## Start GIVEN INFORMATION

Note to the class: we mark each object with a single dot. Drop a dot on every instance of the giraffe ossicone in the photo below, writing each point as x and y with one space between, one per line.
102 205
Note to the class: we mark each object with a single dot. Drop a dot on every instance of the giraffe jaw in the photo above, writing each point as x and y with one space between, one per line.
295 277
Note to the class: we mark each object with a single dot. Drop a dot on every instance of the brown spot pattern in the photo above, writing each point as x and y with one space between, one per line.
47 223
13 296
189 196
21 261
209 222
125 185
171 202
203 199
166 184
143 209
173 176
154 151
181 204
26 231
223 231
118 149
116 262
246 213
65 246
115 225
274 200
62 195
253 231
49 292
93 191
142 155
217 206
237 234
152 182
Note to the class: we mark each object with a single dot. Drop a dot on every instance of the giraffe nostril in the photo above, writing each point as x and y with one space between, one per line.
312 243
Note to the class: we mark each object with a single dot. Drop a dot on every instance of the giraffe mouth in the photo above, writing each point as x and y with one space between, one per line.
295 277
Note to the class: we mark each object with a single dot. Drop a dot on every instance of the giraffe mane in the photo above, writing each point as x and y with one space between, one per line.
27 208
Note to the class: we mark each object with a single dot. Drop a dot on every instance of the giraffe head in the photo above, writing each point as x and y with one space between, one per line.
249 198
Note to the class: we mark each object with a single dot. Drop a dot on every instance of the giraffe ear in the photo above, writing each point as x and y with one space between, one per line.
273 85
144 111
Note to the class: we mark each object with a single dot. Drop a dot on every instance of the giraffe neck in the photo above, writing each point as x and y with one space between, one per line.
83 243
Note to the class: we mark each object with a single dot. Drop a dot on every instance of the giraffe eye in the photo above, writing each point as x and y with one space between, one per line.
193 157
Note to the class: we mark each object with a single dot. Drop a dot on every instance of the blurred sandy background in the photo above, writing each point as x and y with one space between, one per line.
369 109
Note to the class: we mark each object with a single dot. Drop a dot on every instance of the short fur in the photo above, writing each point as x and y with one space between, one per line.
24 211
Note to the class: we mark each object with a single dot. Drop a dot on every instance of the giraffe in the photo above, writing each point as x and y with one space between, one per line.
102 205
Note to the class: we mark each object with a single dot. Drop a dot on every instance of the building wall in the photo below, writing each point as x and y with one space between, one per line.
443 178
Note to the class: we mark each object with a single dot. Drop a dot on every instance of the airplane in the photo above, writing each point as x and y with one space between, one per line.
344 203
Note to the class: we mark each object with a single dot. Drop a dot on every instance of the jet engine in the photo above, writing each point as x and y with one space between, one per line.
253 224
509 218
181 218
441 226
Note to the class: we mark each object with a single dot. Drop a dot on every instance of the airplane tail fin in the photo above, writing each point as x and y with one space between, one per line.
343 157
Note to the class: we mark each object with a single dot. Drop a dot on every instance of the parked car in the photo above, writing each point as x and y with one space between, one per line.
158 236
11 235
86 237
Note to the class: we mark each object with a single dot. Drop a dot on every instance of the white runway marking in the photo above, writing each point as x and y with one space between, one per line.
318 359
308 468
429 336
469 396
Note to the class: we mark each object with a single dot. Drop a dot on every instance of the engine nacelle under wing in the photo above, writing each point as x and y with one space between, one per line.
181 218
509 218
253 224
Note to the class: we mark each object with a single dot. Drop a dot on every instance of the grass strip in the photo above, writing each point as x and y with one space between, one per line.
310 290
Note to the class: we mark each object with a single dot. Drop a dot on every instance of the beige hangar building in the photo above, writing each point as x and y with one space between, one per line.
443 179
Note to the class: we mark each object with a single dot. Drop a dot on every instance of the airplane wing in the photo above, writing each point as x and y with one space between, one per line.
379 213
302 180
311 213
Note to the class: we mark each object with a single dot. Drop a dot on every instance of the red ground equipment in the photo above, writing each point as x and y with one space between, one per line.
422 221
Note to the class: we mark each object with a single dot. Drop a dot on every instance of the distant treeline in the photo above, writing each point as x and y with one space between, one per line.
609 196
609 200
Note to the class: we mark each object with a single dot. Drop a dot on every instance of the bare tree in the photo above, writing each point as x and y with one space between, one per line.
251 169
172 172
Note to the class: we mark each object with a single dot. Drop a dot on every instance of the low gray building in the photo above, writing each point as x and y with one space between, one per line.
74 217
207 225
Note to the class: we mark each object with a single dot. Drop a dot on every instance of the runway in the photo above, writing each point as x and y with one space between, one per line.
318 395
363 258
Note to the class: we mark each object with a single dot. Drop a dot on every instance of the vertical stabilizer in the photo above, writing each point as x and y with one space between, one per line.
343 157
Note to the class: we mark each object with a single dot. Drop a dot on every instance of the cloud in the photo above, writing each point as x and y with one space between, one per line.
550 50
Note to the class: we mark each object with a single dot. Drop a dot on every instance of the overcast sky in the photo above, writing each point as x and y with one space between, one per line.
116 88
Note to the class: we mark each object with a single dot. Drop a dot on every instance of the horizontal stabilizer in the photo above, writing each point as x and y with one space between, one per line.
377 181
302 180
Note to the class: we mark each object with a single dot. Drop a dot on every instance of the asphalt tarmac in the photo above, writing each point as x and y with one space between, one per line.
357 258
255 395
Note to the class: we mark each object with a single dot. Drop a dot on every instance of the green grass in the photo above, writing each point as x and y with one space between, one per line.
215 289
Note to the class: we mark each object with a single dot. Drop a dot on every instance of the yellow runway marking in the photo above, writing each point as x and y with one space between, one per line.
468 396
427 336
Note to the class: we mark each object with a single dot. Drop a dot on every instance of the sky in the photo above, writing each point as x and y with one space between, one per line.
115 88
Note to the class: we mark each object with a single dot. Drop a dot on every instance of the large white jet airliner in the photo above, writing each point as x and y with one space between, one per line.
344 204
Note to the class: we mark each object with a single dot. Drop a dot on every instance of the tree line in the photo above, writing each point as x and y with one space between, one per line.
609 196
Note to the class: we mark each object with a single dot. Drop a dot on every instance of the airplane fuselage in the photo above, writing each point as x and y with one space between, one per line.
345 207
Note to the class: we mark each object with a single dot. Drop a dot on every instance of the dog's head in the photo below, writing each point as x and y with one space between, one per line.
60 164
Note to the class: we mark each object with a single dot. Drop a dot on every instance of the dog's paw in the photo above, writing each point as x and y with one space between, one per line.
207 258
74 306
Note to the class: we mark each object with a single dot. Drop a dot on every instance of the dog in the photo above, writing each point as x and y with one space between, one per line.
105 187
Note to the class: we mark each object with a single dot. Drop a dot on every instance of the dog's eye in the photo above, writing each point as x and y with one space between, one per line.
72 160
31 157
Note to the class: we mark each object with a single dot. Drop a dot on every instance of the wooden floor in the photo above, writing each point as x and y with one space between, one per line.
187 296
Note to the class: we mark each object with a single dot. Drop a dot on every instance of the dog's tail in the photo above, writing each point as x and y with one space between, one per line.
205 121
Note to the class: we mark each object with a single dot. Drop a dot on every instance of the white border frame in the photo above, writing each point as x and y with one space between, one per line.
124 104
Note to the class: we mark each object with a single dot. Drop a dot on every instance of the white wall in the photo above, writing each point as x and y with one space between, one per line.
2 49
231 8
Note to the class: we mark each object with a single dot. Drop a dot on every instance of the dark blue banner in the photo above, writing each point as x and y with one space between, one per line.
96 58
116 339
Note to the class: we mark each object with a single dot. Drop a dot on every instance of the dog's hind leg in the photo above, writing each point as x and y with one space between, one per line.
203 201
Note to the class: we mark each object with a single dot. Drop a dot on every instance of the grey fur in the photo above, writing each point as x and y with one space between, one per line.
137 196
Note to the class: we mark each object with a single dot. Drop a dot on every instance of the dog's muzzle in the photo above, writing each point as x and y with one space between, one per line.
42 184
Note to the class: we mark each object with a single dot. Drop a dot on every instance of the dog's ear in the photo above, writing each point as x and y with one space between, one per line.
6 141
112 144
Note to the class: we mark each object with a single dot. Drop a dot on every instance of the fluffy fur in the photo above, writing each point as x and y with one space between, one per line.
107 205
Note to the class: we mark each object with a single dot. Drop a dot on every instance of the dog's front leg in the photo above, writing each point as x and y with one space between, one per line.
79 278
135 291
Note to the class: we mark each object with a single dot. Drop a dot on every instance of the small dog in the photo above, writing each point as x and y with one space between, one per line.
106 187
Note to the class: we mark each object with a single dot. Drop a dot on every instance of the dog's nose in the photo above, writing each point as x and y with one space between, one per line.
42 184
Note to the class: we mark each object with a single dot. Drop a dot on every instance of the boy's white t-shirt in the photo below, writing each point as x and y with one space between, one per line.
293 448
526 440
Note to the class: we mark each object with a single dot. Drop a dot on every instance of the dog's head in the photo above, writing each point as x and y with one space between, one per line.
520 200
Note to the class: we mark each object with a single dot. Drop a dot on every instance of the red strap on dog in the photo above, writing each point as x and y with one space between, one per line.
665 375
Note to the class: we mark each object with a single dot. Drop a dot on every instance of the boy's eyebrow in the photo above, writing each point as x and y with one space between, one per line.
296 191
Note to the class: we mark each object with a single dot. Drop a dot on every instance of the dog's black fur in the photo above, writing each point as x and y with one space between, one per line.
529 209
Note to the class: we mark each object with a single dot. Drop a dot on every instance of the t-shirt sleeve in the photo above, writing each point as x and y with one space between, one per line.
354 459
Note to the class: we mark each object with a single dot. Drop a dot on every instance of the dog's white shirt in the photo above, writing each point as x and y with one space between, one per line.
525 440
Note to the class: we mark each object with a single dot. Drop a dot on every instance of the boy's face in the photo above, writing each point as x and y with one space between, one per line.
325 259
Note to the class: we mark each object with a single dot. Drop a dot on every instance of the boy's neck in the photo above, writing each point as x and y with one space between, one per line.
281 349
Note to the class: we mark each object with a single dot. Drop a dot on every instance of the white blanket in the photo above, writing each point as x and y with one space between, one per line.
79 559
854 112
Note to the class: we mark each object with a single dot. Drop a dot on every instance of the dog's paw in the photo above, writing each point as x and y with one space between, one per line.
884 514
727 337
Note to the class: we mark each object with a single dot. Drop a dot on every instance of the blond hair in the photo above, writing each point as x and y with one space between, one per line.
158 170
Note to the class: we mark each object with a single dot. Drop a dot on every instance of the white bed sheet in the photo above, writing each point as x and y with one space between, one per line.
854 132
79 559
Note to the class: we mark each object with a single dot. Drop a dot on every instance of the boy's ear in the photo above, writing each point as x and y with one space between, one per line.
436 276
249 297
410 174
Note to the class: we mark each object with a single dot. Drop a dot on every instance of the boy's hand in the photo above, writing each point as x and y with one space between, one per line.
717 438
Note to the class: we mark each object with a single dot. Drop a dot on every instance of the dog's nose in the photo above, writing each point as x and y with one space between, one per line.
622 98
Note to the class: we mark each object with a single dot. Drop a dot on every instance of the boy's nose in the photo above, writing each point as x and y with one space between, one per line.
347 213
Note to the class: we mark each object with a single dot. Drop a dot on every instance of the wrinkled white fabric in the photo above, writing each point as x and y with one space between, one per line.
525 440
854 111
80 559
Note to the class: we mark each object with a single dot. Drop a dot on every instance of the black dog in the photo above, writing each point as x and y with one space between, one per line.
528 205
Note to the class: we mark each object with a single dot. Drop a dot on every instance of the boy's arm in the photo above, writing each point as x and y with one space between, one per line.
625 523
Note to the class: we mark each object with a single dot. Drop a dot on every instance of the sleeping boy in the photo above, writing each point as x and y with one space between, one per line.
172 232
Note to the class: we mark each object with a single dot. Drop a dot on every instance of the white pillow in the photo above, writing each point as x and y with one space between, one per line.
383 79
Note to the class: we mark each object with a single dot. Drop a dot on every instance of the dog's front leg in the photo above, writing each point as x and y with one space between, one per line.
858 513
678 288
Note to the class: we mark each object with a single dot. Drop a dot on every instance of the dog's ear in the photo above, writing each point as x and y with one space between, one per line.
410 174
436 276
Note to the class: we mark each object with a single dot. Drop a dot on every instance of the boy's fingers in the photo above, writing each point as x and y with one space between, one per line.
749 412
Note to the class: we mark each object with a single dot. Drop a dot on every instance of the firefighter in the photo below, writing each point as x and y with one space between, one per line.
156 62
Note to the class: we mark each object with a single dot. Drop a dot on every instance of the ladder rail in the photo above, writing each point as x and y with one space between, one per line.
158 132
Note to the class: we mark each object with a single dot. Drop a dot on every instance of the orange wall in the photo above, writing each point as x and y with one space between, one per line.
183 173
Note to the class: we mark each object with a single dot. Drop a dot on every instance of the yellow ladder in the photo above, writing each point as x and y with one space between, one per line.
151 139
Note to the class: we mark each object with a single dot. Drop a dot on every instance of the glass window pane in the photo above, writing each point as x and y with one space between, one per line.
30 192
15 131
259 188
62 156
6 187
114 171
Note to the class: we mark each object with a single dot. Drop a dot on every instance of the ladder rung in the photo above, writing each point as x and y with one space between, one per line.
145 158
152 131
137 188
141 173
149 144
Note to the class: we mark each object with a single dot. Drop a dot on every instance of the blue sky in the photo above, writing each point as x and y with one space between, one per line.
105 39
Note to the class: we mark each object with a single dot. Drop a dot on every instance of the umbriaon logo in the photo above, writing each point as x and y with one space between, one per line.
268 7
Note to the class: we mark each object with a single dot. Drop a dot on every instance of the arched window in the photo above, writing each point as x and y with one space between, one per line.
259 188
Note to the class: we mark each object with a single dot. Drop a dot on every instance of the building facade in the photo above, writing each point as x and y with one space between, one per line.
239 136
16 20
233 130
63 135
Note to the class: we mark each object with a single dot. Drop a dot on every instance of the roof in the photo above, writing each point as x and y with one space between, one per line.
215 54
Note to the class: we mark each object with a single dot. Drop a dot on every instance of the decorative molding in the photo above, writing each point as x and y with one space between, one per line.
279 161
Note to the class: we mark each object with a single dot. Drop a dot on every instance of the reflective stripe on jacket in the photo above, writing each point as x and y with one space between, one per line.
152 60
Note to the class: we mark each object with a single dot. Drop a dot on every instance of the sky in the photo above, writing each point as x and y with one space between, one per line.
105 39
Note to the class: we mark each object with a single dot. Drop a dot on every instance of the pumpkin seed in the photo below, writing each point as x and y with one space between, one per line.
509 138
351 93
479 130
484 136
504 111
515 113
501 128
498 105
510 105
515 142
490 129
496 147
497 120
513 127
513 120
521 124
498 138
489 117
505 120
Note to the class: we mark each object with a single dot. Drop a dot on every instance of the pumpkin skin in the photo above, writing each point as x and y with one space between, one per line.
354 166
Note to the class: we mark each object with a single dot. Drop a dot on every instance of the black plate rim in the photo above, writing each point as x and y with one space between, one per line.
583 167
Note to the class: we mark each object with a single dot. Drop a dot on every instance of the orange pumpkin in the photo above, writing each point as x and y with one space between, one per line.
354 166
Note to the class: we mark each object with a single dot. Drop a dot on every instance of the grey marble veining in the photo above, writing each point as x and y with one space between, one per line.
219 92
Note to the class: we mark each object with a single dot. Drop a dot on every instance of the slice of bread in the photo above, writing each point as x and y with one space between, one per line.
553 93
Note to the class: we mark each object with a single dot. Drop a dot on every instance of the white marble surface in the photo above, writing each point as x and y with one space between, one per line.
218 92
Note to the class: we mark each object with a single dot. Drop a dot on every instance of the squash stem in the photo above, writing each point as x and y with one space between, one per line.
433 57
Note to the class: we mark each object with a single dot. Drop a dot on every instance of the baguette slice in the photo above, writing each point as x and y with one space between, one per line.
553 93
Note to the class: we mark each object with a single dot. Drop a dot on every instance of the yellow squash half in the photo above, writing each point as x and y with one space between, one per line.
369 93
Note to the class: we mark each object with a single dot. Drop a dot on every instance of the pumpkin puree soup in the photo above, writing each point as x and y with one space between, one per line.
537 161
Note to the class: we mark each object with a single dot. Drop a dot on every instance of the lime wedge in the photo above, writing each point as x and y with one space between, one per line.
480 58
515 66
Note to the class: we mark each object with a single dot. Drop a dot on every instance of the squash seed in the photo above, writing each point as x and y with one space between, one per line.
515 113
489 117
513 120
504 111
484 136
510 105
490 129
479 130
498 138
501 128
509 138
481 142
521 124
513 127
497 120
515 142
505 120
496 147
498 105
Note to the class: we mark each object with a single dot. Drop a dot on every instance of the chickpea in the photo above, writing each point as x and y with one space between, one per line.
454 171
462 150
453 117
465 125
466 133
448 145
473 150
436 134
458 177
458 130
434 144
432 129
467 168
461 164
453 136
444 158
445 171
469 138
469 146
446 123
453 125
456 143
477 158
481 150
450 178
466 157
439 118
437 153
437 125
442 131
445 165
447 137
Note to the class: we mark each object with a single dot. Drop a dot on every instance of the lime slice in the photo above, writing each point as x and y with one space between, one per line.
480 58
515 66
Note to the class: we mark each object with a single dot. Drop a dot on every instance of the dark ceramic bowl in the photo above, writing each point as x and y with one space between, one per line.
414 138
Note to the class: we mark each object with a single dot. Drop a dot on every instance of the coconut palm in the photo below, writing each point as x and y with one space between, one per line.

## End GIVEN INFORMATION

§ TASK:
Repeat, with no changes, each line from the one with "the lime slice" to the end of the listing, including both ends and nothing else.

§ IN RESPONSE:
Note to the class: we mark each object with a single dot. Drop a dot on every instance of the lime slice in the photo above, writing each point as x and y with one space between, one per line.
480 58
515 66
Note to the class: we mark each object with a single dot. Drop a dot on every instance of the dark ceramic bowl in the photo above, writing each point as x and y with one space between, one per line.
414 138
Note to the class: we mark each object with a single dot. Drop a dot on every instance of the coconut palm in the photo below, writing each point as x and y with one space between, one per line.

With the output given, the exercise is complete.